▶ **Cosa farai**
1 > Trascrivi dal brano sulla sentenza d'appello il tratto che va da "La sentenza di" fino a "della contrattazione collettiva.".
2 > Elenca tutte le espressioni con cui il brano sulla sentenza d'appello indica un giudice o un organo giudicante, nell'ordine in cui compaiono.

La sentenza di primo grado, basata sulle prove testimoniali che, secondo il primo Giudice, avevano confermato lo svolgimento di mansioni corrispondenti al livello successivo, è stata ribaltata dal Giudice d’appello in ragione di una diversa letture delle medesime testimonianze.

Consapevoli, difatti, che non sarebbe stato possibile proporre nuove prove in grado di appello, la nuova difesa dell’Azienda, diversa da quella di primo grado, proponeva una diversa lettura delle medesime testimonianze alla luce di una più approfondita indagine delle norme della contrattazione collettiva.

Il tema, in particolare, era legato alla diversa autonomia nello svolgimento delle mansioni da parte del dipendente. La Corte, in tal senso, in aderenza alla tesi proposta, ha chiarito che seppur i testi avessero sostenuto che il lavoro fosse svolto “in piena autonomia”, “detta affermazione, risultando carente di qualunque specificazione ulteriore, rimane un elemento che, lungi dall’essere decisivo, come di contro ritenuto dal giudice di prime cure, appare del tutto insufficiente per potere ravvisare quella autonomia operativa connotata da maggiori margini di discrezionalità propria del livello V rispetto a quella caratterizzante il IV livello”.

▶ **Dati forniti**
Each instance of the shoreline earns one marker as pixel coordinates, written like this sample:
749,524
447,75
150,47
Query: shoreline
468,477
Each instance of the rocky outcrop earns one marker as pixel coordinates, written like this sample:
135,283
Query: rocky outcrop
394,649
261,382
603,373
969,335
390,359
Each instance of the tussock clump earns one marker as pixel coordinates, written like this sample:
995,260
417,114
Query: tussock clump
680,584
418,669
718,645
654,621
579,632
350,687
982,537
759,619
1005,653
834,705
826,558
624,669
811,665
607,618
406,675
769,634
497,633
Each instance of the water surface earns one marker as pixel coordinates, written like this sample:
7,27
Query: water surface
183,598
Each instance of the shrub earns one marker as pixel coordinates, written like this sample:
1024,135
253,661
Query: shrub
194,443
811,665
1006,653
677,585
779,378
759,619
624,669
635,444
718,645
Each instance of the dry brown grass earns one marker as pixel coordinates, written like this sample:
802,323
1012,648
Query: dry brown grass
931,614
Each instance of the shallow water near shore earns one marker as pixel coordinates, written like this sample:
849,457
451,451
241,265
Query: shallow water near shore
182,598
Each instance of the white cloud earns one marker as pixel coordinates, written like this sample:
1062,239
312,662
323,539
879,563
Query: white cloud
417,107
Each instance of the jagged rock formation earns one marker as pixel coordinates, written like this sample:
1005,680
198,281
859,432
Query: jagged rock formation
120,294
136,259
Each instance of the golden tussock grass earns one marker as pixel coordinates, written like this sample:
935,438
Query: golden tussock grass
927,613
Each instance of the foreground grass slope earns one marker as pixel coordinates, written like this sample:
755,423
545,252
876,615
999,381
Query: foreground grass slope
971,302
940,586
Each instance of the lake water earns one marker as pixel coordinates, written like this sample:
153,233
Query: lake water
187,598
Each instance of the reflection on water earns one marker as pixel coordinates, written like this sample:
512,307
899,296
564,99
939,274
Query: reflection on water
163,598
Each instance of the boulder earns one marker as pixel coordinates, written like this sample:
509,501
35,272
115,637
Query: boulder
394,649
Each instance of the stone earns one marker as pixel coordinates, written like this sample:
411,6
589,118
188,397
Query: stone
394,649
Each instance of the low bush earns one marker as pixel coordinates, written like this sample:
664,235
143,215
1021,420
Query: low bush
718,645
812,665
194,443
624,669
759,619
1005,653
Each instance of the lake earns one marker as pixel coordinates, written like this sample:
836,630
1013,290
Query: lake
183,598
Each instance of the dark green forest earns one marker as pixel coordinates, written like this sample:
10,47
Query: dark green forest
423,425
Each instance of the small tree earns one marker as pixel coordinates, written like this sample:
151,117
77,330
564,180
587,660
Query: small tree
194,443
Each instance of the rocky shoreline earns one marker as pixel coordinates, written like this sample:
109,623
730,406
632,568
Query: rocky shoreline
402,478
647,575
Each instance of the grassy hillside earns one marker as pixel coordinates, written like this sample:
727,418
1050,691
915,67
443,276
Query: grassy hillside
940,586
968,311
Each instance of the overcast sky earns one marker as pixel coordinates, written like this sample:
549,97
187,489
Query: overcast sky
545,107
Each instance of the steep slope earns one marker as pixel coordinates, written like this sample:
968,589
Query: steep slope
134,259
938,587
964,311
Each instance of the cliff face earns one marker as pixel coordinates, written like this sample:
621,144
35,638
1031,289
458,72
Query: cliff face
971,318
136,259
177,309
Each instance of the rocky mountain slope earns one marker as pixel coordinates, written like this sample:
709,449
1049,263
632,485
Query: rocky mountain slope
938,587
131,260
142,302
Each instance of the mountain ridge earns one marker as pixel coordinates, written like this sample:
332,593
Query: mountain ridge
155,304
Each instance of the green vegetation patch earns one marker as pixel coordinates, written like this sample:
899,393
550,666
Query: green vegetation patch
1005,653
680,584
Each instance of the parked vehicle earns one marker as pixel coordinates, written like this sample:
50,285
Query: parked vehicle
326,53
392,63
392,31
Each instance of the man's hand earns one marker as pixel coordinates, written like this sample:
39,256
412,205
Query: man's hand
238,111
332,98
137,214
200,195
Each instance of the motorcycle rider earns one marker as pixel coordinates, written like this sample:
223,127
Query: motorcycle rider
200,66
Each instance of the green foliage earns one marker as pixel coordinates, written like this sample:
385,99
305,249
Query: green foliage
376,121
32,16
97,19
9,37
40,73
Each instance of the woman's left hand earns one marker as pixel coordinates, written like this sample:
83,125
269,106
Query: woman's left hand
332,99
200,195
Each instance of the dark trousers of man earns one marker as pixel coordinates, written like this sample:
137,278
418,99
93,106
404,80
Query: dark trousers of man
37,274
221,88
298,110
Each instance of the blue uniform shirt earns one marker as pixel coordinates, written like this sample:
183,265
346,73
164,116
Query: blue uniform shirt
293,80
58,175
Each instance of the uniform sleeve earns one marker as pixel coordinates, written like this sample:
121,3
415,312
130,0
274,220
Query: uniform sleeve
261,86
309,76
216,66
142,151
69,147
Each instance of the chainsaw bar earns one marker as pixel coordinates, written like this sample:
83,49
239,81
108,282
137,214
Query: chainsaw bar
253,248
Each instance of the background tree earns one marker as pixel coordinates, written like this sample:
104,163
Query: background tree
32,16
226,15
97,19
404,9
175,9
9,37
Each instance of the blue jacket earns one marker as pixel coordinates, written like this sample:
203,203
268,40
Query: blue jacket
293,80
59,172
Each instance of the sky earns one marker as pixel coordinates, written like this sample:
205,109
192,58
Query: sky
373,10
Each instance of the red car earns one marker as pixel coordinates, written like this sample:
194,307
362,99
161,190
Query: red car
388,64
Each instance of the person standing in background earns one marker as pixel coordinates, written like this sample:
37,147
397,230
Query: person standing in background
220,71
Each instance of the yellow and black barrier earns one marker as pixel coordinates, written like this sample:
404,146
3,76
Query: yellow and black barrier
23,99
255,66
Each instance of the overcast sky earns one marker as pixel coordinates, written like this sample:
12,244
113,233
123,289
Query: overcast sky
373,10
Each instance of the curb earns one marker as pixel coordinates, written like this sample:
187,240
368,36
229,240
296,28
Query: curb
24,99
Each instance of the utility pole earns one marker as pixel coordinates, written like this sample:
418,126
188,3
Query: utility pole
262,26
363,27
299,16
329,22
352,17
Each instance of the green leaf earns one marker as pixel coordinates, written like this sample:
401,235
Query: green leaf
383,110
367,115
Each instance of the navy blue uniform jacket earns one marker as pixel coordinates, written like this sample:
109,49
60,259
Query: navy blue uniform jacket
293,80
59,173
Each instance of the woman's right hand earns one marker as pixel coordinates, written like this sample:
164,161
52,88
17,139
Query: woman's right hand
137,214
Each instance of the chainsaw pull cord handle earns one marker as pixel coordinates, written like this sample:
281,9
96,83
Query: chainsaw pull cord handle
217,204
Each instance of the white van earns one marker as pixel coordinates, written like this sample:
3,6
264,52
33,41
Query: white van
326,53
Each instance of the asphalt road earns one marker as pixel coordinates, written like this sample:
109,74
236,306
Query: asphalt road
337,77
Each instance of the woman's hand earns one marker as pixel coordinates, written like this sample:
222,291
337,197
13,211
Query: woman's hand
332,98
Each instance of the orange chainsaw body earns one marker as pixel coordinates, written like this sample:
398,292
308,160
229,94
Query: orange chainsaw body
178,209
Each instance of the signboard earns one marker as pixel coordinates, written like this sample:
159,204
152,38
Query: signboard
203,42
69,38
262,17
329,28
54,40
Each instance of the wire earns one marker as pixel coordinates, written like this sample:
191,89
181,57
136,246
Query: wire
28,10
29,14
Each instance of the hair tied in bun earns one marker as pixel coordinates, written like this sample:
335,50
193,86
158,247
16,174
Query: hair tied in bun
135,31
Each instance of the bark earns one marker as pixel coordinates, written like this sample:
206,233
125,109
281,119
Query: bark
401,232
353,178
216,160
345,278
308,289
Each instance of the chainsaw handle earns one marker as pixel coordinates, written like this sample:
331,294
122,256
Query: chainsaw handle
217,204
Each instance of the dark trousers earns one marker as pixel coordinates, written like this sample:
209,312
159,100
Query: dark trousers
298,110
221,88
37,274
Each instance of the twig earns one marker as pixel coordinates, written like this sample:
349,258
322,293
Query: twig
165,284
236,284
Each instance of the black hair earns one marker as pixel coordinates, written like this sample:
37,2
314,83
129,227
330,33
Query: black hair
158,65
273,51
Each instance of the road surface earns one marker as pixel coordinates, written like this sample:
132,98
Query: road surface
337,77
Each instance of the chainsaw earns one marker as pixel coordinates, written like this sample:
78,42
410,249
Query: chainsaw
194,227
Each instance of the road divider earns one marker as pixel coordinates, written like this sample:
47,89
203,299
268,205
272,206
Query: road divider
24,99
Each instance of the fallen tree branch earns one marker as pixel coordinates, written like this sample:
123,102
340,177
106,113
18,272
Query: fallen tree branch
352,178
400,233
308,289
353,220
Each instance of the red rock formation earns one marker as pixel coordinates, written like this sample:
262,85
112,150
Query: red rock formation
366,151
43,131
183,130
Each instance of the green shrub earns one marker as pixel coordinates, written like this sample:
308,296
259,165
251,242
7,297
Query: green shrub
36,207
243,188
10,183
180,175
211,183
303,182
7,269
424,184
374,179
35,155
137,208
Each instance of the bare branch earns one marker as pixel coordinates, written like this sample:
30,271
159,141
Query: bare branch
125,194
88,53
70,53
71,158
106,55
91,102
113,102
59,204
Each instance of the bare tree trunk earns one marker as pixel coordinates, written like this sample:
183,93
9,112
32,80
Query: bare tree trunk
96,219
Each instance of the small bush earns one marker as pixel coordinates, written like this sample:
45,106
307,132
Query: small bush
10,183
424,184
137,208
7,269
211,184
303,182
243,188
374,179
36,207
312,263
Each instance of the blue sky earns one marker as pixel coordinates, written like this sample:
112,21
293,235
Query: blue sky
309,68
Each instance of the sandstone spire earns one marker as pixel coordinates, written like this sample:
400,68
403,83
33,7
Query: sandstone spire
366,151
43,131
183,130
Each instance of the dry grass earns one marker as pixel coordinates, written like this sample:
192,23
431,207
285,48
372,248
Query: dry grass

▶ **Risultati**
1 >
La sentenza di primo grado, basata sulle prove testimoniali che, secondo il primo Giudice, avevano confermato lo svolgimento di mansioni corrispondenti al livello successivo, è stata ribaltata dal Giudice d’appello in ragione di una diversa letture delle medesime testimonianze.

Consapevoli, difatti, che non sarebbe stato possibile proporre nuove prove in grado di appello, la nuova difesa dell’Azienda, diversa da quella di primo grado, proponeva una diversa lettura delle medesime testimonianze alla luce di una più approfondita indagine delle norme della contrattazione collettiva.

2 >
primo Giudice
Giudice d’appello
Corte
giudice di prime cure